- CHALLENGE -
How many lines in the material below contain the string "windshield", with case counting? Reply with the number alone.

- DATA PROVIDED -

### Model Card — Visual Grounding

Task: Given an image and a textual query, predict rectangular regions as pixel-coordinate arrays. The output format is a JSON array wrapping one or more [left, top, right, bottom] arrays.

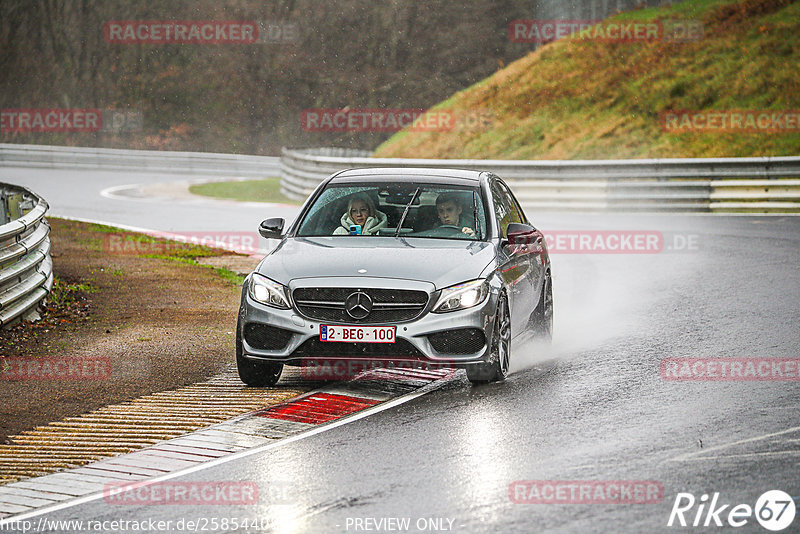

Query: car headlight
[[433, 280, 489, 313], [248, 273, 291, 310]]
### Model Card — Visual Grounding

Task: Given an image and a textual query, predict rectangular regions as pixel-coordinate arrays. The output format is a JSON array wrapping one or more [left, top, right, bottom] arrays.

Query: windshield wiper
[[394, 187, 419, 237]]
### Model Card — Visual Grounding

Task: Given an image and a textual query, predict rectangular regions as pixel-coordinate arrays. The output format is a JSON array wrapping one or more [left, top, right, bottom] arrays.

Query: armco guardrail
[[281, 148, 800, 213], [0, 183, 53, 326], [0, 144, 280, 178]]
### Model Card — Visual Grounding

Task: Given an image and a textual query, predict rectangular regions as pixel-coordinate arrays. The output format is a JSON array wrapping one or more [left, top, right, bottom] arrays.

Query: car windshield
[[297, 182, 486, 240]]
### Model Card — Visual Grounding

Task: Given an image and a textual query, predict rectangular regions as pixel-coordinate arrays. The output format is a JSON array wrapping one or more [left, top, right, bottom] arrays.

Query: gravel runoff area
[[0, 218, 257, 443]]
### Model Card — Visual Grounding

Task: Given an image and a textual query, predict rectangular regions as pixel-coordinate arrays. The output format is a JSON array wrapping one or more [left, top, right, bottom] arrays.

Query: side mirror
[[506, 223, 538, 245], [258, 217, 284, 239]]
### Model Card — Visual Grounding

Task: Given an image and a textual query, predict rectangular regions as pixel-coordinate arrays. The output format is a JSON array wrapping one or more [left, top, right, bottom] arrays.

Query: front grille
[[244, 323, 293, 350], [428, 328, 486, 354], [292, 287, 428, 324], [292, 337, 427, 360]]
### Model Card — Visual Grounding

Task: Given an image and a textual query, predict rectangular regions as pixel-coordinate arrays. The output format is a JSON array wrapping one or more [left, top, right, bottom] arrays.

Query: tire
[[236, 327, 283, 388], [467, 294, 511, 384], [530, 272, 553, 342]]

- ANSWER BELOW -
2